**Objective**: Please turn every item below into a JSON list of strings with one string per line, skipping blank lines and leaving out the pictures.

**Dataset content**:

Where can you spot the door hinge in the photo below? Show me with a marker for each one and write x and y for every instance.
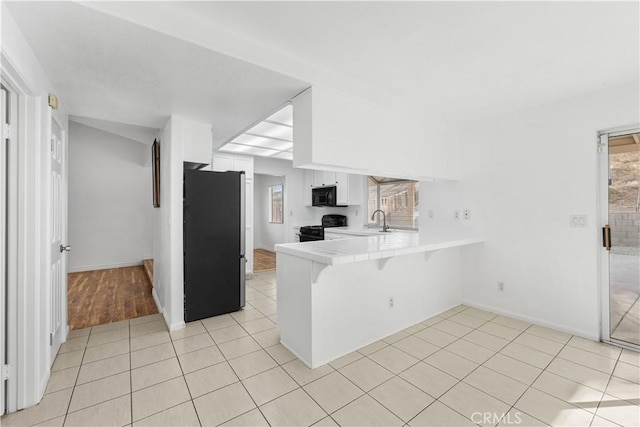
(5, 372)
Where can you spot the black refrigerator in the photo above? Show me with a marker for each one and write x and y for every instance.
(214, 243)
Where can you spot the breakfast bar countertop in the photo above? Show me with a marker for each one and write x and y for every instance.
(384, 245)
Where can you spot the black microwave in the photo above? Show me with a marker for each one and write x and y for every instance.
(323, 196)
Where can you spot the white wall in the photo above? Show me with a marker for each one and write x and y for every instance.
(523, 176)
(266, 234)
(22, 68)
(110, 200)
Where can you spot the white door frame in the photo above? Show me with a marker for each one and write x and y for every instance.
(603, 219)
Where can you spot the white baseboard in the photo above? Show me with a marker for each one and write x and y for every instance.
(535, 321)
(104, 266)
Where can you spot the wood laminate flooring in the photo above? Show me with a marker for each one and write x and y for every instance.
(106, 296)
(263, 260)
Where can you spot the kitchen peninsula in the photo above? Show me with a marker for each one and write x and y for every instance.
(335, 296)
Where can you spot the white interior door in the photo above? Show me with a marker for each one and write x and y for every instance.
(58, 281)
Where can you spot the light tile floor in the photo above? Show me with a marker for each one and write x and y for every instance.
(463, 367)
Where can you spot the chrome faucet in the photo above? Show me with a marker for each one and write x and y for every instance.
(385, 227)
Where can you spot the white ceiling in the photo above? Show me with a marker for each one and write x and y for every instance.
(444, 62)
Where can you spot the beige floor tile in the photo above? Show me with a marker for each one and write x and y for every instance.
(183, 415)
(238, 347)
(511, 323)
(51, 406)
(486, 340)
(105, 351)
(466, 320)
(246, 315)
(429, 379)
(569, 391)
(74, 344)
(539, 343)
(551, 410)
(269, 385)
(115, 412)
(333, 391)
(252, 418)
(209, 379)
(223, 405)
(453, 328)
(147, 328)
(365, 411)
(159, 397)
(416, 347)
(200, 359)
(550, 334)
(155, 373)
(192, 343)
(258, 325)
(578, 373)
(218, 322)
(302, 374)
(144, 319)
(151, 340)
(59, 380)
(293, 409)
(103, 368)
(586, 358)
(190, 329)
(495, 384)
(438, 414)
(627, 372)
(280, 354)
(595, 347)
(630, 356)
(366, 374)
(516, 417)
(346, 359)
(500, 330)
(623, 389)
(452, 364)
(99, 391)
(395, 337)
(470, 351)
(373, 347)
(267, 338)
(401, 398)
(513, 368)
(152, 354)
(469, 400)
(528, 355)
(67, 360)
(79, 333)
(252, 364)
(227, 334)
(483, 314)
(110, 326)
(107, 337)
(436, 337)
(393, 359)
(619, 411)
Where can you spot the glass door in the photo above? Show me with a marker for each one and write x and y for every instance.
(621, 236)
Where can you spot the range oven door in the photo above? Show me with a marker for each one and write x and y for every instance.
(323, 196)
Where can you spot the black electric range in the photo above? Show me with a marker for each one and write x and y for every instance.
(310, 233)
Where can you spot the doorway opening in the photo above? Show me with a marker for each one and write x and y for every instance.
(621, 272)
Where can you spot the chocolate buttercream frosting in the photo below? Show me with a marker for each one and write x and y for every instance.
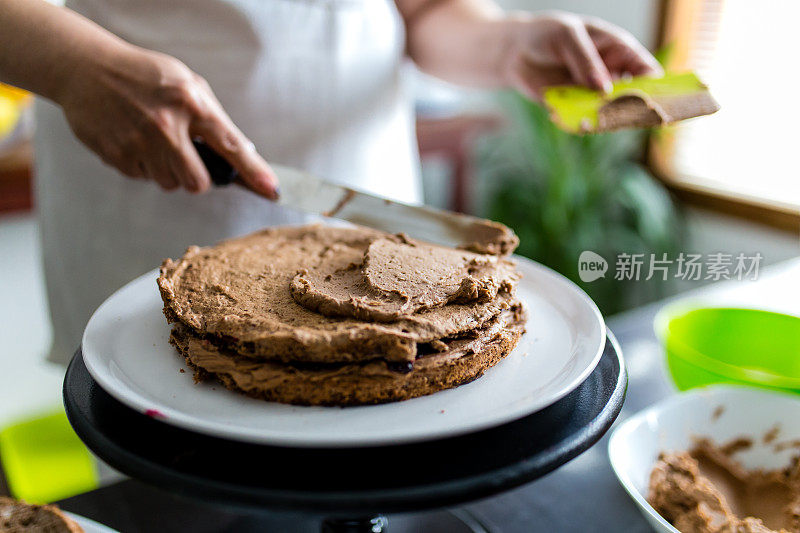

**Written reply**:
[
  "Where can you spot the door hinge in the photo below? Show me with a marker for each one and write x and y for every instance.",
  "(5, 372)",
  "Where can you spot the black refrigerator in the photo above? Show me with a marker for each one and write x and y for every instance.",
  "(214, 243)",
  "Where can you spot the breakfast bar countertop in the photo above? Show me with a marker for each one and write x and y for every instance.",
  "(384, 245)",
  "Where can you spot the black microwave in the photo above? Show me with a marker for each one and write x and y for every instance.",
  "(323, 196)",
  "Where can you spot the white wall in the photo above? Show me with a marker for each one and write x and y for every instance.",
  "(523, 176)",
  "(266, 234)",
  "(22, 68)",
  "(110, 200)",
  "Where can you spot the white door frame in the photo above? Show me with a marker for each one and write x and y for every instance.",
  "(603, 219)",
  "Where can you spot the white baseboard in the photo above? Show me with a marker for each one and write x and y for every instance.",
  "(535, 321)",
  "(104, 266)",
  "Where can you spot the wood laminate flooring in the photo above? Show me with a marker for each one and write x and y for every instance.",
  "(106, 296)",
  "(263, 260)",
  "Where can you spot the kitchen peninsula in the photo above? Show me with a marker for each one and write x and y for every instance.",
  "(335, 296)",
  "Where can you spot the white interior door in the photo above? Show me with a marker for each one and write x and y for every instance.",
  "(58, 281)",
  "Where can you spot the light tile floor in the photo above? Show me with a marker for each one and write x and y for every instance.",
  "(463, 367)",
  "Where can you spot the chrome faucet in the photo above? Show me with a marker for each one and write x and y for every instance.",
  "(385, 227)",
  "Where can you spot the white ceiling in the photo above? Show me with a marker for each one and write x and y for every instance.",
  "(444, 62)",
  "Where can you spot the beige floor tile in the photo above? Show me with a marker for each one and write x and y for every instance.",
  "(183, 415)",
  "(238, 347)",
  "(511, 323)",
  "(51, 406)",
  "(486, 340)",
  "(105, 351)",
  "(466, 320)",
  "(246, 315)",
  "(429, 379)",
  "(569, 391)",
  "(74, 344)",
  "(539, 343)",
  "(551, 410)",
  "(269, 385)",
  "(115, 412)",
  "(333, 391)",
  "(252, 418)",
  "(209, 379)",
  "(223, 405)",
  "(453, 328)",
  "(147, 328)",
  "(365, 411)",
  "(159, 397)",
  "(416, 347)",
  "(200, 359)",
  "(550, 334)",
  "(155, 373)",
  "(192, 343)",
  "(258, 325)",
  "(578, 373)",
  "(218, 322)",
  "(302, 374)",
  "(144, 319)",
  "(151, 340)",
  "(59, 380)",
  "(293, 409)",
  "(103, 368)",
  "(586, 358)",
  "(190, 329)",
  "(495, 384)",
  "(438, 414)",
  "(627, 372)",
  "(280, 354)",
  "(595, 347)",
  "(630, 356)",
  "(366, 374)",
  "(516, 417)",
  "(346, 359)",
  "(500, 330)",
  "(623, 389)",
  "(452, 364)",
  "(99, 391)",
  "(395, 337)",
  "(470, 351)",
  "(373, 347)",
  "(267, 338)",
  "(401, 398)",
  "(513, 368)",
  "(152, 354)",
  "(469, 400)",
  "(528, 355)",
  "(67, 360)",
  "(79, 333)",
  "(252, 364)",
  "(227, 334)",
  "(483, 314)",
  "(110, 326)",
  "(107, 337)",
  "(436, 337)",
  "(393, 359)",
  "(619, 411)",
  "Where can you spot the glass door in the photo above? Show me with a marker for each one and write x and y for every instance.",
  "(621, 236)",
  "Where can you spot the range oven door in the photo above? Show me with a marker for each one and write x and y for every instance.",
  "(323, 196)",
  "Where can you spot the black electric range in the photo above? Show me with a marker for each one and write x and y for every instance.",
  "(310, 233)",
  "Where can you spot the doorway opening in the photo above? Show me with a marker for each one and write x and y for every instance.",
  "(621, 272)",
  "Where can you spot the chocolate buttercream frosting in the photo below? Show me with a marker for each one and write x and y for every instance."
]